* [YOUR INSTRUCTIONS] Transcribe, without any alteration, only the lines that begin at the line containing "Target: grassy meadow" and run to the last line below.
━━━ RECORDS SUPPLIED
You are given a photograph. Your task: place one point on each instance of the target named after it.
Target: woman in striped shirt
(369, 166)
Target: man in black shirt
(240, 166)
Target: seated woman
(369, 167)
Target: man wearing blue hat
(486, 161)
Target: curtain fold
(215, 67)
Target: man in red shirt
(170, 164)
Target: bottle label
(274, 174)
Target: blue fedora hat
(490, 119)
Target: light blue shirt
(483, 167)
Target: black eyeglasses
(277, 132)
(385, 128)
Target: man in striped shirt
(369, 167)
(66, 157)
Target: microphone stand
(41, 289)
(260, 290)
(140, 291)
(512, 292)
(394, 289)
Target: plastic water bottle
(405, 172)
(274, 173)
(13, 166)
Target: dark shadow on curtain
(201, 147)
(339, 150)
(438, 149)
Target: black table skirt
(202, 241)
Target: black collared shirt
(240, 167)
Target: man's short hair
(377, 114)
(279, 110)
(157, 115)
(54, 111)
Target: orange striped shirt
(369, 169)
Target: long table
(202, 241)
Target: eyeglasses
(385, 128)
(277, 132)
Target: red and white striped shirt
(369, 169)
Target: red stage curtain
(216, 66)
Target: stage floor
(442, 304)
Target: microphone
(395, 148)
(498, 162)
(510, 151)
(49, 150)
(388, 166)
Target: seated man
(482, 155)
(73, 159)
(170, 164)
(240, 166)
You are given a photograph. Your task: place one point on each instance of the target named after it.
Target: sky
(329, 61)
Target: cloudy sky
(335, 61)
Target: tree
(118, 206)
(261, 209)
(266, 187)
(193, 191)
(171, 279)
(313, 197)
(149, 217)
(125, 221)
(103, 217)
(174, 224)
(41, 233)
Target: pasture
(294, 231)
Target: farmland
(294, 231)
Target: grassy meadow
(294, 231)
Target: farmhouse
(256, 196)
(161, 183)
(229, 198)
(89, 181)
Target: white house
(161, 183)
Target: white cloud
━━━━━━
* [SOLVED EXERCISE]
Target: grassy meadow
(294, 231)
Target: farmhouse
(256, 196)
(161, 183)
(229, 198)
(89, 181)
Target: white house
(161, 183)
Target: white cloud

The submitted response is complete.